_THE RECORDS:_
-------------------------

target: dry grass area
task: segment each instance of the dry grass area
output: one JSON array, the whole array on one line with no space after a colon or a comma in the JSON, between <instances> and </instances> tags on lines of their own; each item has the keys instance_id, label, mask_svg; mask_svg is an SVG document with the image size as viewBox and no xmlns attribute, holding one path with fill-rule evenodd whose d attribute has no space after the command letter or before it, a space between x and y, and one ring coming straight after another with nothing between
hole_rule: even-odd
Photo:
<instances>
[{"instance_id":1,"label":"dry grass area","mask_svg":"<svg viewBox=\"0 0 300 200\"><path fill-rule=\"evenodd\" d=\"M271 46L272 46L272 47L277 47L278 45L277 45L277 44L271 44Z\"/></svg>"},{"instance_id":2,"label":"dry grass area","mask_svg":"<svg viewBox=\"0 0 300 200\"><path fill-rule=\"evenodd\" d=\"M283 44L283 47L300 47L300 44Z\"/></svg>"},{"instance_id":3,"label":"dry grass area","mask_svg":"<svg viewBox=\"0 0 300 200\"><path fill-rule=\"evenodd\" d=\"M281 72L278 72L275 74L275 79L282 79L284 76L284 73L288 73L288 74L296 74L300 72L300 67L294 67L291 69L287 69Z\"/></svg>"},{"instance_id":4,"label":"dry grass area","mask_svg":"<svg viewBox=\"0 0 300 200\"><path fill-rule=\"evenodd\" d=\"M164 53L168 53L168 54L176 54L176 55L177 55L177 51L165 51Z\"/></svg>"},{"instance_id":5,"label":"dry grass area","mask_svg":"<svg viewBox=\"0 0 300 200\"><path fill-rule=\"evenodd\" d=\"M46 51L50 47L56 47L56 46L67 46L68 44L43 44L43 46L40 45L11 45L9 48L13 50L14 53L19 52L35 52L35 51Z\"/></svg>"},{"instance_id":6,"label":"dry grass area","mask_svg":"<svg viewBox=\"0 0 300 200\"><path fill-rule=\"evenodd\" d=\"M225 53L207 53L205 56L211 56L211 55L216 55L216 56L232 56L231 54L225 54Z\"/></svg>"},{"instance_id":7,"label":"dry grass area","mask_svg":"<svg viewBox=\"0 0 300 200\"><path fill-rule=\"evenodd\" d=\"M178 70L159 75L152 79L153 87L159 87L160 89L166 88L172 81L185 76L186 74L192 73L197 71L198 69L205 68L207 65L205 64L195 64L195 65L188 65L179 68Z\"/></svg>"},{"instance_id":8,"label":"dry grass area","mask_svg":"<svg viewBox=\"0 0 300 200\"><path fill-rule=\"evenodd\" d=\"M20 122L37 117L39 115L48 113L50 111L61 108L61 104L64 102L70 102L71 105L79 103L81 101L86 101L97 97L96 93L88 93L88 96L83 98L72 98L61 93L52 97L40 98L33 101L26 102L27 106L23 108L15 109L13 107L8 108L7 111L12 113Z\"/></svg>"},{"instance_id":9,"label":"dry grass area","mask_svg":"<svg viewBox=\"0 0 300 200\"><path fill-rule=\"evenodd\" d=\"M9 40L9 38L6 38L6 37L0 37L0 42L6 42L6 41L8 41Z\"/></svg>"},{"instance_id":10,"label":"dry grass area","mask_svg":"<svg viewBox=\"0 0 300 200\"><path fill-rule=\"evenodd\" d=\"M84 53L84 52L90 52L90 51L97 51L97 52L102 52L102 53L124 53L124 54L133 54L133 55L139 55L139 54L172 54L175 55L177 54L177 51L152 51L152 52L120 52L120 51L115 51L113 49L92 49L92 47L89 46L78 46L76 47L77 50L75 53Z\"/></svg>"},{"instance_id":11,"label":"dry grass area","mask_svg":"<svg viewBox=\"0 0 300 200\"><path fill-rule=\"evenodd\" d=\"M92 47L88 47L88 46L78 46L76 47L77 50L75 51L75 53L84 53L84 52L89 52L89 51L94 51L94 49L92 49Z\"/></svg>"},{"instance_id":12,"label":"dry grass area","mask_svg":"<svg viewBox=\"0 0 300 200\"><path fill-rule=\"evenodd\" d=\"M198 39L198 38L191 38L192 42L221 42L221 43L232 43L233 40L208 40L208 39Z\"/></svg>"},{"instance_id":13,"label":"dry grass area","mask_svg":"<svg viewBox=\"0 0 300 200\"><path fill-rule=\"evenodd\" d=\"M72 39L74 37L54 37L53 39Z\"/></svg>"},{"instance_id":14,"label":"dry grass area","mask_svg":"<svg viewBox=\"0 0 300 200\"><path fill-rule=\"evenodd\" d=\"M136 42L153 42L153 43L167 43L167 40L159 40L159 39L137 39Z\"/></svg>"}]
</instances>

-------------------------

_ACTIVITY:_ All lines in the preceding records that hold the word "each" need to be copied.

_TASK OUTPUT:_
task: segment each instance of the dry grass area
output: one JSON array, the whole array on one line with no space after a colon or a comma in the JSON, between <instances> and </instances> tags on lines of their own; each item has the keys instance_id, label, mask_svg; mask_svg is an SVG document with the image size as viewBox and no xmlns attribute, holding one path with fill-rule evenodd whose d attribute has no space after the command letter or before it, a space between x and y, and one ring coming straight after another with nothing between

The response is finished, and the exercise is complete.